## What to work on
Locate every line in the material that contains the word "white" and copy each of those lines. Case counts, so match the letters' case precisely.

## Data entries

--------

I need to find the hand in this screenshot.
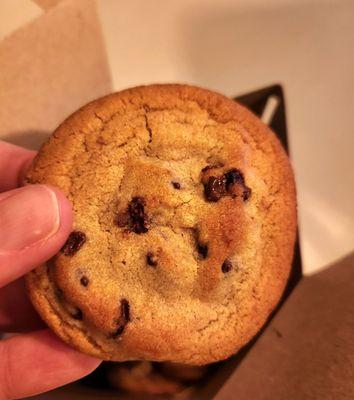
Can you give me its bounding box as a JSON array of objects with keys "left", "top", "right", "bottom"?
[{"left": 0, "top": 142, "right": 100, "bottom": 400}]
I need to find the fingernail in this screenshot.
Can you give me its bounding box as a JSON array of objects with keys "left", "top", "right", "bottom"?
[{"left": 0, "top": 185, "right": 60, "bottom": 253}]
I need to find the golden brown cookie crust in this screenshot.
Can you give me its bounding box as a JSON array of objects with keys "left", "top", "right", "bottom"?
[{"left": 27, "top": 85, "right": 296, "bottom": 364}]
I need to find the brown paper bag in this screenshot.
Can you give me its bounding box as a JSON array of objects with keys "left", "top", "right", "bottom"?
[{"left": 0, "top": 0, "right": 111, "bottom": 149}]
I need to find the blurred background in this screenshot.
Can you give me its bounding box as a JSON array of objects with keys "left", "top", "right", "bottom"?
[{"left": 0, "top": 0, "right": 354, "bottom": 274}]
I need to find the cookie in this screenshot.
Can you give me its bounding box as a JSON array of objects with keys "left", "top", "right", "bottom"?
[{"left": 27, "top": 85, "right": 296, "bottom": 365}]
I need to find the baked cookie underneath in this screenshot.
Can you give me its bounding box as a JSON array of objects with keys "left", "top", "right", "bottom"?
[{"left": 27, "top": 85, "right": 296, "bottom": 365}]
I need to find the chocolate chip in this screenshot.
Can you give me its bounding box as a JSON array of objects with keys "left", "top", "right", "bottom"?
[
  {"left": 221, "top": 259, "right": 232, "bottom": 274},
  {"left": 128, "top": 197, "right": 148, "bottom": 234},
  {"left": 202, "top": 167, "right": 251, "bottom": 202},
  {"left": 242, "top": 186, "right": 251, "bottom": 201},
  {"left": 197, "top": 243, "right": 208, "bottom": 258},
  {"left": 146, "top": 251, "right": 158, "bottom": 267},
  {"left": 204, "top": 175, "right": 226, "bottom": 202},
  {"left": 111, "top": 299, "right": 130, "bottom": 338},
  {"left": 114, "top": 212, "right": 130, "bottom": 228},
  {"left": 172, "top": 182, "right": 181, "bottom": 189},
  {"left": 71, "top": 308, "right": 82, "bottom": 320},
  {"left": 115, "top": 197, "right": 148, "bottom": 234},
  {"left": 202, "top": 163, "right": 224, "bottom": 172},
  {"left": 225, "top": 168, "right": 245, "bottom": 190},
  {"left": 61, "top": 231, "right": 86, "bottom": 257},
  {"left": 80, "top": 276, "right": 89, "bottom": 287}
]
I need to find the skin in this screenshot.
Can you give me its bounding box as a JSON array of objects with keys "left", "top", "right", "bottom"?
[{"left": 0, "top": 141, "right": 100, "bottom": 400}]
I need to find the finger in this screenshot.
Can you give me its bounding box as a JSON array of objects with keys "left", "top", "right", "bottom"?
[
  {"left": 0, "top": 330, "right": 100, "bottom": 400},
  {"left": 0, "top": 141, "right": 36, "bottom": 192},
  {"left": 0, "top": 278, "right": 45, "bottom": 332},
  {"left": 0, "top": 185, "right": 72, "bottom": 287}
]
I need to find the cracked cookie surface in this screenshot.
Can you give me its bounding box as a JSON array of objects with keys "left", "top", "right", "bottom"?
[{"left": 27, "top": 85, "right": 296, "bottom": 364}]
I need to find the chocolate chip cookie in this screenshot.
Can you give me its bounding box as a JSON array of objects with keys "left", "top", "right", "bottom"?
[{"left": 27, "top": 85, "right": 296, "bottom": 365}]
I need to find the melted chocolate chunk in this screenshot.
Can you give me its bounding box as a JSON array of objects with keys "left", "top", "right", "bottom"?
[
  {"left": 61, "top": 231, "right": 86, "bottom": 257},
  {"left": 221, "top": 259, "right": 232, "bottom": 274},
  {"left": 71, "top": 308, "right": 82, "bottom": 320},
  {"left": 202, "top": 163, "right": 224, "bottom": 172},
  {"left": 224, "top": 168, "right": 245, "bottom": 190},
  {"left": 172, "top": 182, "right": 181, "bottom": 190},
  {"left": 80, "top": 276, "right": 89, "bottom": 287},
  {"left": 111, "top": 299, "right": 130, "bottom": 338},
  {"left": 128, "top": 197, "right": 148, "bottom": 234},
  {"left": 202, "top": 167, "right": 251, "bottom": 202},
  {"left": 204, "top": 175, "right": 226, "bottom": 202},
  {"left": 146, "top": 251, "right": 158, "bottom": 267},
  {"left": 114, "top": 212, "right": 130, "bottom": 228},
  {"left": 242, "top": 186, "right": 252, "bottom": 201},
  {"left": 197, "top": 243, "right": 208, "bottom": 258},
  {"left": 115, "top": 197, "right": 148, "bottom": 234}
]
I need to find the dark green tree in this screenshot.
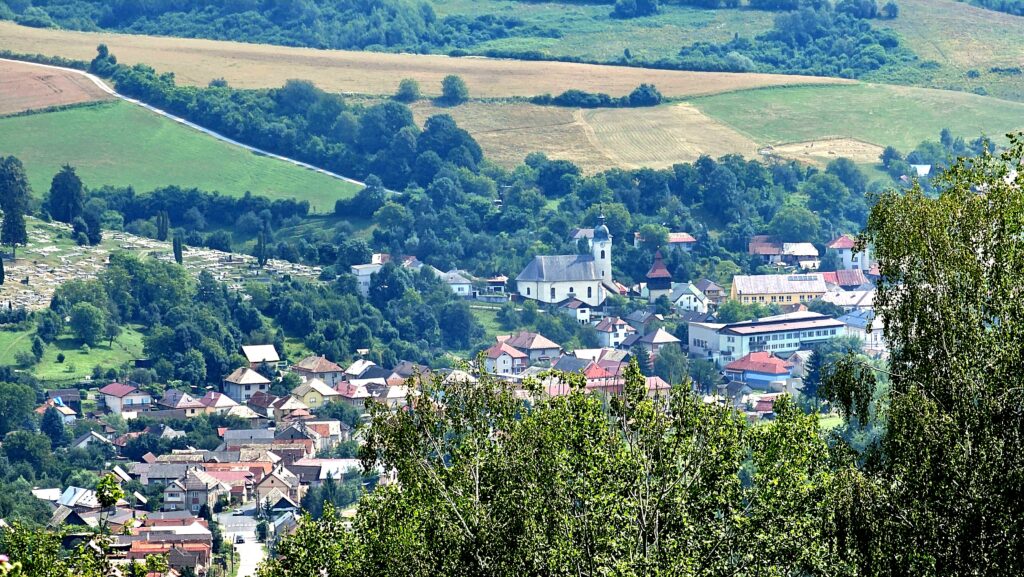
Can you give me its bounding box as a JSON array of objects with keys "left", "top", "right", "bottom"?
[{"left": 46, "top": 164, "right": 85, "bottom": 224}]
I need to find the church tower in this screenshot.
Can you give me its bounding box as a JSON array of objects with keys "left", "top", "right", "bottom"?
[{"left": 590, "top": 214, "right": 611, "bottom": 284}]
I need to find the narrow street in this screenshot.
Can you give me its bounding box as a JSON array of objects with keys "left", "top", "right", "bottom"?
[{"left": 217, "top": 503, "right": 266, "bottom": 577}]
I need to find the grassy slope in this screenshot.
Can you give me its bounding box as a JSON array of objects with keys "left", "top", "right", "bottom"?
[
  {"left": 431, "top": 0, "right": 772, "bottom": 60},
  {"left": 0, "top": 329, "right": 142, "bottom": 384},
  {"left": 693, "top": 84, "right": 1024, "bottom": 150},
  {"left": 0, "top": 102, "right": 357, "bottom": 210}
]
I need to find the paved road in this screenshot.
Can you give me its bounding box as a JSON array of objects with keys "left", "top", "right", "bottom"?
[
  {"left": 217, "top": 503, "right": 266, "bottom": 577},
  {"left": 0, "top": 58, "right": 366, "bottom": 187}
]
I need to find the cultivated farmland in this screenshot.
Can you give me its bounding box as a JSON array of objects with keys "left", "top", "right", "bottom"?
[
  {"left": 0, "top": 60, "right": 111, "bottom": 116},
  {"left": 0, "top": 22, "right": 847, "bottom": 97},
  {"left": 0, "top": 101, "right": 358, "bottom": 211}
]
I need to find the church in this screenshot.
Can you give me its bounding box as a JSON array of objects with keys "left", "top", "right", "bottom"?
[{"left": 516, "top": 216, "right": 616, "bottom": 306}]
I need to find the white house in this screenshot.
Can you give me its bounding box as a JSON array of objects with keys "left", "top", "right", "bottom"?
[
  {"left": 669, "top": 283, "right": 711, "bottom": 314},
  {"left": 825, "top": 235, "right": 874, "bottom": 271},
  {"left": 594, "top": 317, "right": 637, "bottom": 348},
  {"left": 99, "top": 382, "right": 153, "bottom": 415},
  {"left": 688, "top": 312, "right": 847, "bottom": 366},
  {"left": 516, "top": 216, "right": 617, "bottom": 306}
]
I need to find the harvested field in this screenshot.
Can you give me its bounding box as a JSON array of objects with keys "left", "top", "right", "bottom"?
[
  {"left": 413, "top": 102, "right": 757, "bottom": 173},
  {"left": 0, "top": 22, "right": 850, "bottom": 97},
  {"left": 770, "top": 138, "right": 883, "bottom": 166},
  {"left": 0, "top": 60, "right": 111, "bottom": 116}
]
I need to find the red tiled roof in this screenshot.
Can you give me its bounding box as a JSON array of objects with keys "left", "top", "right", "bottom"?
[
  {"left": 484, "top": 342, "right": 526, "bottom": 359},
  {"left": 725, "top": 351, "right": 793, "bottom": 375},
  {"left": 647, "top": 250, "right": 672, "bottom": 279},
  {"left": 99, "top": 382, "right": 138, "bottom": 399},
  {"left": 826, "top": 235, "right": 855, "bottom": 250}
]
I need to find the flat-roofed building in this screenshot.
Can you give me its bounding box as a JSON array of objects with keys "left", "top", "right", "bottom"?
[{"left": 688, "top": 312, "right": 847, "bottom": 366}]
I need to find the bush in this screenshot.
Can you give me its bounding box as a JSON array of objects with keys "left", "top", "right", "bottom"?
[{"left": 394, "top": 78, "right": 420, "bottom": 102}]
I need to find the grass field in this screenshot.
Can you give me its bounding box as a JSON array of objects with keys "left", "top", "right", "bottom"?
[
  {"left": 692, "top": 84, "right": 1024, "bottom": 151},
  {"left": 878, "top": 0, "right": 1024, "bottom": 100},
  {"left": 0, "top": 22, "right": 843, "bottom": 97},
  {"left": 431, "top": 0, "right": 774, "bottom": 61},
  {"left": 0, "top": 61, "right": 111, "bottom": 116},
  {"left": 0, "top": 329, "right": 142, "bottom": 382},
  {"left": 0, "top": 101, "right": 358, "bottom": 210}
]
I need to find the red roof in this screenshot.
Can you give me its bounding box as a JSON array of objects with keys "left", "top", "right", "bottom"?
[
  {"left": 99, "top": 382, "right": 138, "bottom": 399},
  {"left": 826, "top": 235, "right": 856, "bottom": 250},
  {"left": 725, "top": 351, "right": 793, "bottom": 375},
  {"left": 647, "top": 250, "right": 672, "bottom": 279},
  {"left": 484, "top": 342, "right": 526, "bottom": 359}
]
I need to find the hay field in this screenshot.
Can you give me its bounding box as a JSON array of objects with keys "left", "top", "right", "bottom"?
[
  {"left": 0, "top": 60, "right": 111, "bottom": 116},
  {"left": 413, "top": 102, "right": 757, "bottom": 173},
  {"left": 692, "top": 84, "right": 1024, "bottom": 152},
  {"left": 0, "top": 22, "right": 848, "bottom": 97}
]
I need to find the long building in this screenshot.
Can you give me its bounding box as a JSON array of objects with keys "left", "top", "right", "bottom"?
[{"left": 687, "top": 312, "right": 847, "bottom": 366}]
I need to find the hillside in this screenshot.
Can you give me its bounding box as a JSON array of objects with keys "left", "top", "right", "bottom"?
[
  {"left": 0, "top": 101, "right": 357, "bottom": 210},
  {"left": 0, "top": 22, "right": 847, "bottom": 97}
]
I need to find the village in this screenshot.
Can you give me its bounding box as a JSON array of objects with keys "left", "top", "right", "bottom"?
[{"left": 8, "top": 214, "right": 888, "bottom": 575}]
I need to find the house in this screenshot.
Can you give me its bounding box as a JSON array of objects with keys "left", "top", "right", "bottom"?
[
  {"left": 825, "top": 235, "right": 874, "bottom": 272},
  {"left": 221, "top": 367, "right": 270, "bottom": 403},
  {"left": 558, "top": 298, "right": 591, "bottom": 325},
  {"left": 626, "top": 311, "right": 665, "bottom": 335},
  {"left": 483, "top": 342, "right": 529, "bottom": 376},
  {"left": 516, "top": 216, "right": 618, "bottom": 306},
  {"left": 36, "top": 397, "right": 78, "bottom": 424},
  {"left": 594, "top": 317, "right": 637, "bottom": 348},
  {"left": 623, "top": 328, "right": 682, "bottom": 358},
  {"left": 821, "top": 288, "right": 876, "bottom": 312},
  {"left": 498, "top": 331, "right": 562, "bottom": 363},
  {"left": 724, "top": 351, "right": 793, "bottom": 389},
  {"left": 729, "top": 273, "right": 828, "bottom": 304},
  {"left": 669, "top": 283, "right": 711, "bottom": 313},
  {"left": 157, "top": 388, "right": 206, "bottom": 417},
  {"left": 693, "top": 279, "right": 727, "bottom": 305},
  {"left": 837, "top": 308, "right": 889, "bottom": 355},
  {"left": 633, "top": 232, "right": 697, "bottom": 252},
  {"left": 70, "top": 430, "right": 114, "bottom": 449},
  {"left": 99, "top": 382, "right": 153, "bottom": 415},
  {"left": 242, "top": 344, "right": 281, "bottom": 371},
  {"left": 164, "top": 467, "right": 231, "bottom": 514},
  {"left": 646, "top": 250, "right": 672, "bottom": 302},
  {"left": 292, "top": 356, "right": 345, "bottom": 387},
  {"left": 292, "top": 378, "right": 341, "bottom": 409},
  {"left": 199, "top": 390, "right": 240, "bottom": 415},
  {"left": 46, "top": 388, "right": 82, "bottom": 414},
  {"left": 440, "top": 269, "right": 473, "bottom": 298},
  {"left": 821, "top": 269, "right": 871, "bottom": 290},
  {"left": 256, "top": 466, "right": 303, "bottom": 505},
  {"left": 689, "top": 312, "right": 846, "bottom": 365}
]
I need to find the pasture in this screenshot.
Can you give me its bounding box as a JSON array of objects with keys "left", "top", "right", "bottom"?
[
  {"left": 0, "top": 22, "right": 847, "bottom": 97},
  {"left": 0, "top": 101, "right": 358, "bottom": 211},
  {"left": 0, "top": 60, "right": 111, "bottom": 117},
  {"left": 692, "top": 84, "right": 1024, "bottom": 152}
]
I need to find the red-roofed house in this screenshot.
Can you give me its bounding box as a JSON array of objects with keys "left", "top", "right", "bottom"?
[
  {"left": 498, "top": 331, "right": 562, "bottom": 363},
  {"left": 725, "top": 351, "right": 793, "bottom": 388},
  {"left": 825, "top": 235, "right": 872, "bottom": 271},
  {"left": 483, "top": 342, "right": 529, "bottom": 375},
  {"left": 99, "top": 382, "right": 153, "bottom": 415}
]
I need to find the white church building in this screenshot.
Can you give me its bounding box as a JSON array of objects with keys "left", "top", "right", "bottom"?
[{"left": 516, "top": 216, "right": 615, "bottom": 306}]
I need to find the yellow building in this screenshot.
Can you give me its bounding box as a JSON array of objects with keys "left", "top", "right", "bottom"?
[{"left": 729, "top": 274, "right": 828, "bottom": 304}]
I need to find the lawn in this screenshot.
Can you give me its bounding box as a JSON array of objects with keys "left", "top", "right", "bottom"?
[
  {"left": 0, "top": 327, "right": 142, "bottom": 384},
  {"left": 0, "top": 102, "right": 358, "bottom": 211},
  {"left": 691, "top": 84, "right": 1024, "bottom": 151}
]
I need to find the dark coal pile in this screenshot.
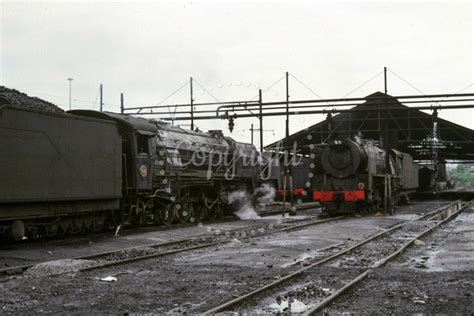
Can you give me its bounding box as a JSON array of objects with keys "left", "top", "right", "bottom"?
[{"left": 0, "top": 86, "right": 64, "bottom": 113}]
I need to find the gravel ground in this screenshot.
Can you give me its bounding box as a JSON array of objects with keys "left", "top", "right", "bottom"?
[
  {"left": 0, "top": 200, "right": 465, "bottom": 314},
  {"left": 0, "top": 217, "right": 397, "bottom": 314},
  {"left": 327, "top": 208, "right": 474, "bottom": 315}
]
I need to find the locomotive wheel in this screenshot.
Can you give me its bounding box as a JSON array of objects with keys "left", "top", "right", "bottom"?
[
  {"left": 209, "top": 202, "right": 224, "bottom": 219},
  {"left": 158, "top": 203, "right": 176, "bottom": 226},
  {"left": 10, "top": 221, "right": 25, "bottom": 241},
  {"left": 193, "top": 203, "right": 208, "bottom": 223},
  {"left": 175, "top": 203, "right": 192, "bottom": 224}
]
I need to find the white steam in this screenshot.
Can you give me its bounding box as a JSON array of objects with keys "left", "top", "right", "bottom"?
[{"left": 228, "top": 183, "right": 275, "bottom": 219}]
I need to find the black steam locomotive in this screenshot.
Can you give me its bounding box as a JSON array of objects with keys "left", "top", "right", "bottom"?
[
  {"left": 0, "top": 103, "right": 262, "bottom": 239},
  {"left": 308, "top": 139, "right": 419, "bottom": 213}
]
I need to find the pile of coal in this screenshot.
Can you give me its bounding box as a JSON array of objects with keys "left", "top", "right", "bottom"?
[{"left": 0, "top": 86, "right": 64, "bottom": 113}]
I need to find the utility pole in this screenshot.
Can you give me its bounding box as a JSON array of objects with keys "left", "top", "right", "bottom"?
[
  {"left": 248, "top": 124, "right": 275, "bottom": 148},
  {"left": 189, "top": 77, "right": 194, "bottom": 131},
  {"left": 67, "top": 78, "right": 74, "bottom": 111},
  {"left": 99, "top": 84, "right": 104, "bottom": 112},
  {"left": 282, "top": 71, "right": 293, "bottom": 217},
  {"left": 250, "top": 124, "right": 254, "bottom": 145},
  {"left": 258, "top": 89, "right": 263, "bottom": 153},
  {"left": 285, "top": 71, "right": 290, "bottom": 150}
]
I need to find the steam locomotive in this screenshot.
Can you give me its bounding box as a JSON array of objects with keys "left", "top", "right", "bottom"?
[
  {"left": 308, "top": 138, "right": 419, "bottom": 213},
  {"left": 0, "top": 102, "right": 264, "bottom": 240}
]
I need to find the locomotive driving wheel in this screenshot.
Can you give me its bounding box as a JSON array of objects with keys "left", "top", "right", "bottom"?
[
  {"left": 175, "top": 203, "right": 193, "bottom": 224},
  {"left": 158, "top": 202, "right": 176, "bottom": 226},
  {"left": 209, "top": 201, "right": 224, "bottom": 219},
  {"left": 193, "top": 203, "right": 208, "bottom": 223}
]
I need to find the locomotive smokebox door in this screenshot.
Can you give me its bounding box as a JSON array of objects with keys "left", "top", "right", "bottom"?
[{"left": 136, "top": 131, "right": 154, "bottom": 190}]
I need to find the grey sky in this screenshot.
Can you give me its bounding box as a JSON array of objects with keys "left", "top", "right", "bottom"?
[{"left": 0, "top": 1, "right": 474, "bottom": 147}]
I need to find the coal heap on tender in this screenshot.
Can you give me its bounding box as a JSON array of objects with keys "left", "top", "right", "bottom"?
[{"left": 0, "top": 86, "right": 64, "bottom": 113}]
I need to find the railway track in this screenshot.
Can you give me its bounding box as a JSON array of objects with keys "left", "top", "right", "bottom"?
[
  {"left": 204, "top": 201, "right": 471, "bottom": 315},
  {"left": 0, "top": 212, "right": 344, "bottom": 276}
]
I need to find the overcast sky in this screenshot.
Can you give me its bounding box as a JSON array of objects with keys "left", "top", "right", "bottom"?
[{"left": 0, "top": 1, "right": 474, "bottom": 147}]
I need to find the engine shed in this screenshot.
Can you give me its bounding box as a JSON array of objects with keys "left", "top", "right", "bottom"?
[{"left": 265, "top": 92, "right": 474, "bottom": 190}]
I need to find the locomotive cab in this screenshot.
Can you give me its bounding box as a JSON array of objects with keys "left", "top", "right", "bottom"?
[{"left": 71, "top": 110, "right": 157, "bottom": 197}]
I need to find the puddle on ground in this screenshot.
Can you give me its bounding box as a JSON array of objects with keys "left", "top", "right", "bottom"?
[{"left": 268, "top": 299, "right": 308, "bottom": 313}]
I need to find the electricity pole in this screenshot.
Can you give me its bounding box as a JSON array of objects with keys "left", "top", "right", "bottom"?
[
  {"left": 67, "top": 78, "right": 73, "bottom": 111},
  {"left": 99, "top": 84, "right": 104, "bottom": 112}
]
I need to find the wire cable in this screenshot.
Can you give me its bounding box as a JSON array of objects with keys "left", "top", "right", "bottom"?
[{"left": 193, "top": 78, "right": 221, "bottom": 102}]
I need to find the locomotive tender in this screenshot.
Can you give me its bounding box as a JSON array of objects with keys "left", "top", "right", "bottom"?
[
  {"left": 308, "top": 138, "right": 418, "bottom": 213},
  {"left": 0, "top": 105, "right": 263, "bottom": 240}
]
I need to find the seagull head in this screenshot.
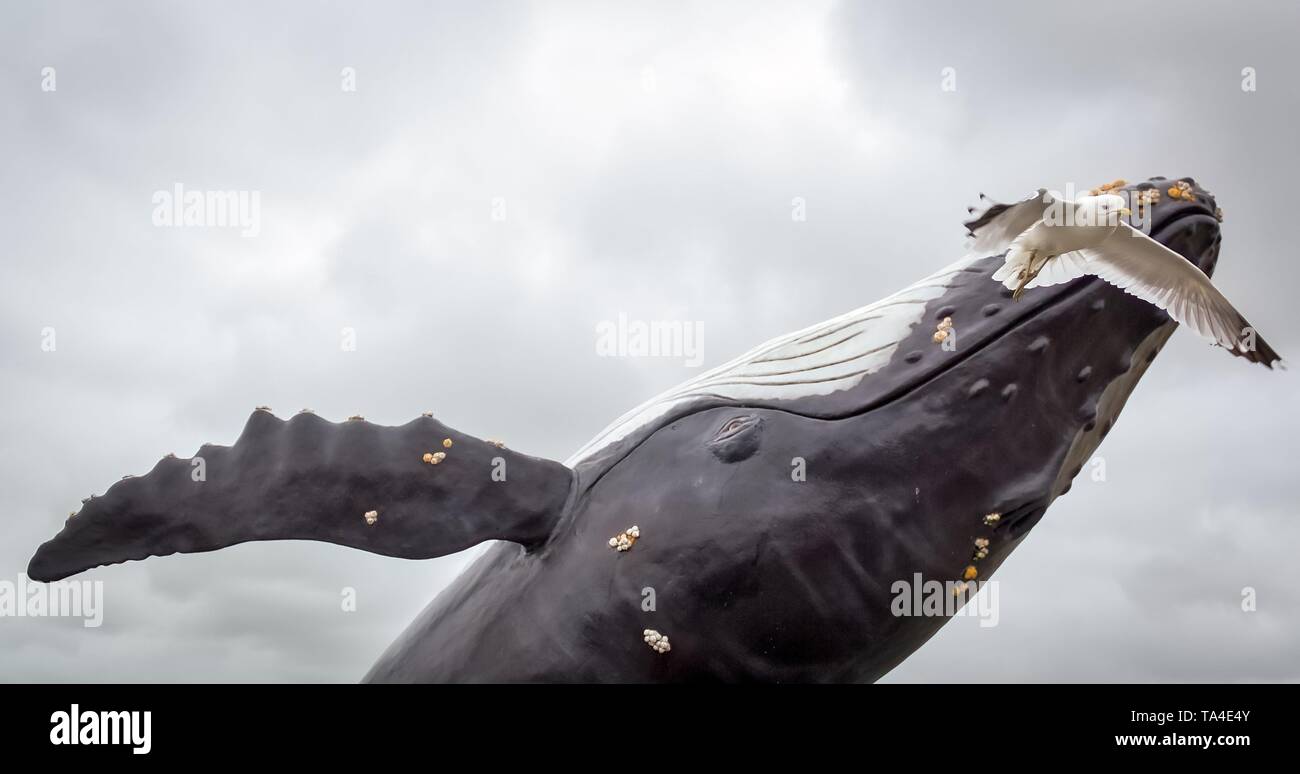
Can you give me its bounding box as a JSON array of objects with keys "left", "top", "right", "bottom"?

--------

## Reply to the task
I need to find the white house in this screenshot.
I need to find the white church building in this screenshot.
I need to find the white steam in this screenshot.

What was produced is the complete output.